• Supplied text:

^^^^^^^^

7 July
NEW satellite technology is set to change how
fires are detected, monitored and managed across northern
Australia. On board the two NASA satellites is an instrument called
MODIS (Moderate Resolution Imaging Spectroradiometer) that can
detect fires and hotspots not only at night but also during the
day.
Until now fires could be detected mainly at
night because the older National and Oceanographic Atmospheric
Administration (NOAA) satellites confused fires with heated ground
surfaces such as sunlit rocks.
"This new technology will have enormous impact
for park rangers, pastoralists and the Bushfires Council of the NT
who every year manage thousands of square kilometres that go up in
flames and smoke," Dr Jeremy Russell-Smith, of the Tropical
Savannas CRC and Bushfires Council of the NT, said.
"MODIS is much more sensitive to temperature
than NOAA which enables land managers to spot remote fires more
easily during the day, track their direction more frequently and
all at a much finer scale."
"With MODIS we can also detect the blackened
scars left by fires at a finer scale—down to a few hundred
square metres in size whereas with the older satellites we could
only detect fire scars that were well over a square kilometre in
size."
One of NASA’s principal investigators for
MODIS, Dr Christopher Justice, agrees.

^^^^^^^^

• Entries:
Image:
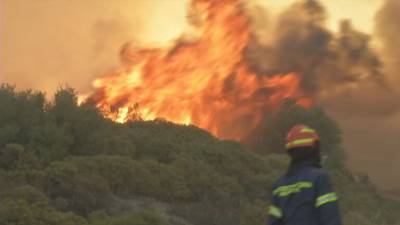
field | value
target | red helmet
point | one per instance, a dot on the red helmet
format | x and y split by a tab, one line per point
301	136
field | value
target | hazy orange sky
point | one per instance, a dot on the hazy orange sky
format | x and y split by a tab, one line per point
52	42
47	43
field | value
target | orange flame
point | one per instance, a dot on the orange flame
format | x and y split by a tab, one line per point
206	82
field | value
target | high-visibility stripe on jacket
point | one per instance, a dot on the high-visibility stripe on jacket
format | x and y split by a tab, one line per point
304	198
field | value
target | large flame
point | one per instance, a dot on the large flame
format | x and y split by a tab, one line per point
206	82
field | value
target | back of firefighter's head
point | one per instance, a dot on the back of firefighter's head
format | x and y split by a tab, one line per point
302	144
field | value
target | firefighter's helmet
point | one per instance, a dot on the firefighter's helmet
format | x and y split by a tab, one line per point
301	136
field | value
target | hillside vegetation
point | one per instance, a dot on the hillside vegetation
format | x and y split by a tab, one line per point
64	164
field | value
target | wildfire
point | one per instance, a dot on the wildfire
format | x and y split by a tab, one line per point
206	82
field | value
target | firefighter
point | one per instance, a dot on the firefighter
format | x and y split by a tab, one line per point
303	196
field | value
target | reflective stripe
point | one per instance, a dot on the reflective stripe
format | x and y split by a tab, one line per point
300	142
324	199
275	211
286	190
307	130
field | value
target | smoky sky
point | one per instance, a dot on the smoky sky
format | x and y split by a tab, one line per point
353	75
355	81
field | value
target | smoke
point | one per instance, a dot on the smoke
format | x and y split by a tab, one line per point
326	61
48	43
345	72
388	31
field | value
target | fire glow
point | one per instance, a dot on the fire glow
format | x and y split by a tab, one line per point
206	82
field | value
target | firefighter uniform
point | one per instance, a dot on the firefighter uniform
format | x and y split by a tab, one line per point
304	195
304	198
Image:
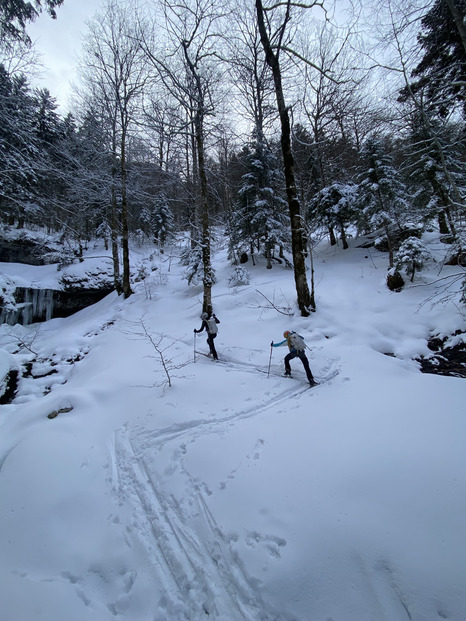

^^^^^^^^

• Exercise:
Please reproduce the piece above on satellite fire detection in northern Australia word for word, from its date through its last line.

• Exercise answer:
7 July
NEW satellite technology is set to change how
fires are detected, monitored and managed across northern
Australia. On board the two NASA satellites is an instrument called
MODIS (Moderate Resolution Imaging Spectroradiometer) that can
detect fires and hotspots not only at night but also during the
day.
Until now fires could be detected mainly at
night because the older National and Oceanographic Atmospheric
Administration (NOAA) satellites confused fires with heated ground
surfaces such as sunlit rocks.
"This new technology will have enormous impact
for park rangers, pastoralists and the Bushfires Council of the NT
who every year manage thousands of square kilometres that go up in
flames and smoke," Dr Jeremy Russell-Smith, of the Tropical
Savannas CRC and Bushfires Council of the NT, said.
"MODIS is much more sensitive to temperature
than NOAA which enables land managers to spot remote fires more
easily during the day, track their direction more frequently and
all at a much finer scale."
"With MODIS we can also detect the blackened
scars left by fires at a finer scale—down to a few hundred
square metres in size whereas with the older satellites we could
only detect fire scars that were well over a square kilometre in
size."
One of NASA’s principal investigators for
MODIS, Dr Christopher Justice, agrees.